PROBLEM REQUIREMENTS = Format the lines below as a Markdown table with the columns Row and Line, numbering each line and skipping blank lines. Leave the picture out of the answer.

GIVEN RECORDS =

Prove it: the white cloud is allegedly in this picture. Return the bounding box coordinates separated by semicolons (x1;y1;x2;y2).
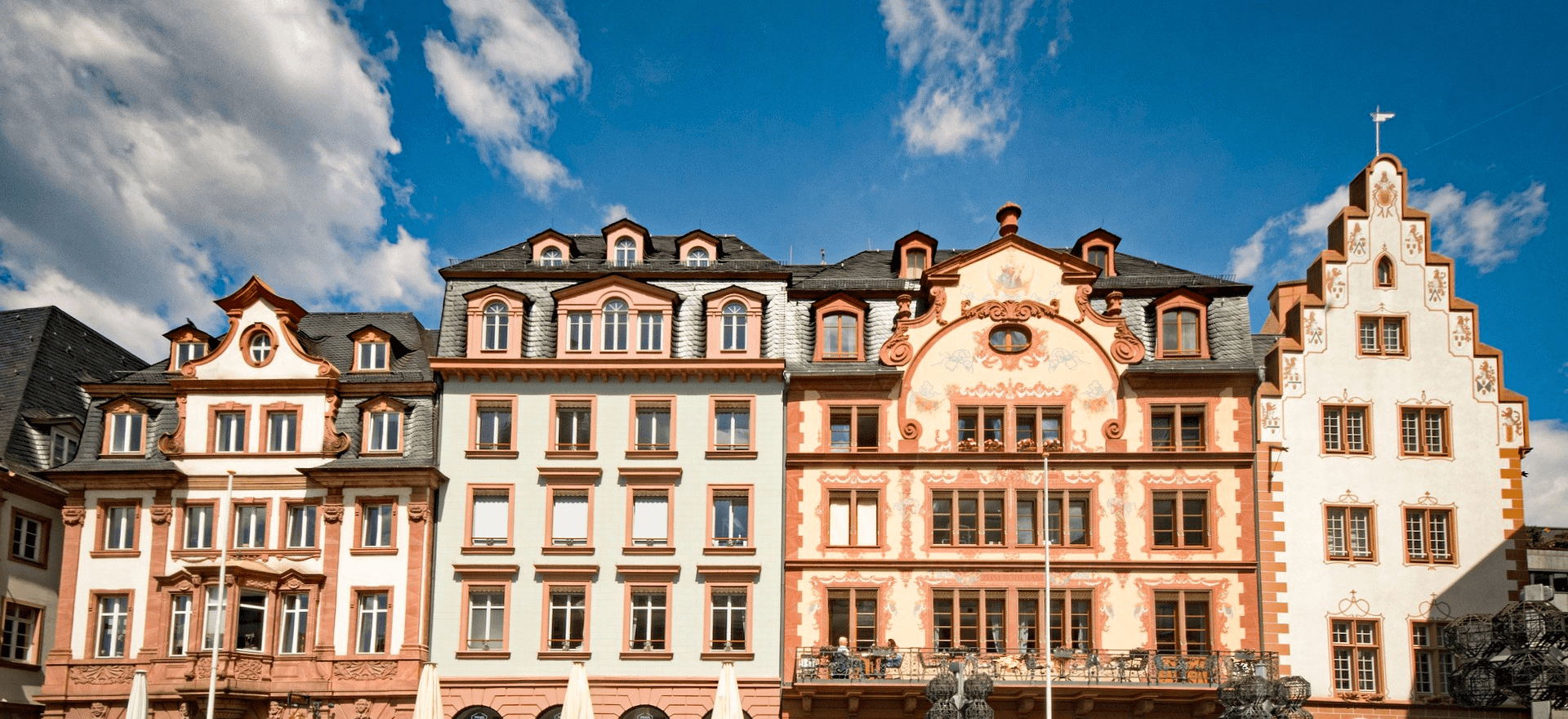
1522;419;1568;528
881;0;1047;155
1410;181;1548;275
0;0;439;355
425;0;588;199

RESULT OF THE EXERCISE =
| Row | Line |
|---|---|
| 1 | Prove it: the white cloud is allegedly in this picture. Return the bounding box coordinates separated by semicolons (x1;y1;x2;y2). |
| 2 | 1522;419;1568;528 |
| 3 | 881;0;1047;155 |
| 4 | 1410;181;1548;275 |
| 5 | 0;0;439;355 |
| 6 | 425;0;588;199 |